● Data rows
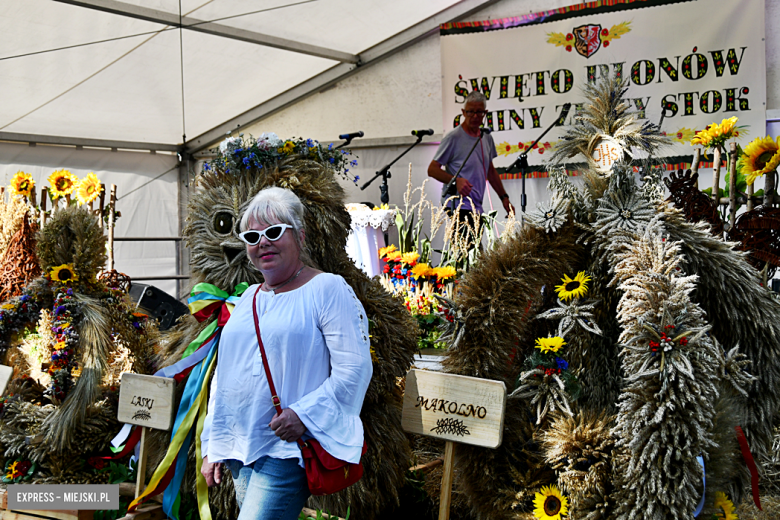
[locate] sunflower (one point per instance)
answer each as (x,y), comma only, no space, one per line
(716,134)
(553,344)
(88,189)
(722,503)
(22,184)
(13,472)
(550,504)
(288,148)
(422,270)
(573,288)
(761,156)
(63,273)
(445,272)
(62,183)
(410,258)
(383,252)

● Exercise instructions
Write out all the lines above exactly as they appear, leaving out the pictures.

● Solved exercise
[locate] sunflower (one point per instance)
answer each as (x,y), comma only, no space, one per line
(716,134)
(553,344)
(88,189)
(722,503)
(22,184)
(13,472)
(550,504)
(288,148)
(422,270)
(573,288)
(761,156)
(63,273)
(445,272)
(62,183)
(410,258)
(383,252)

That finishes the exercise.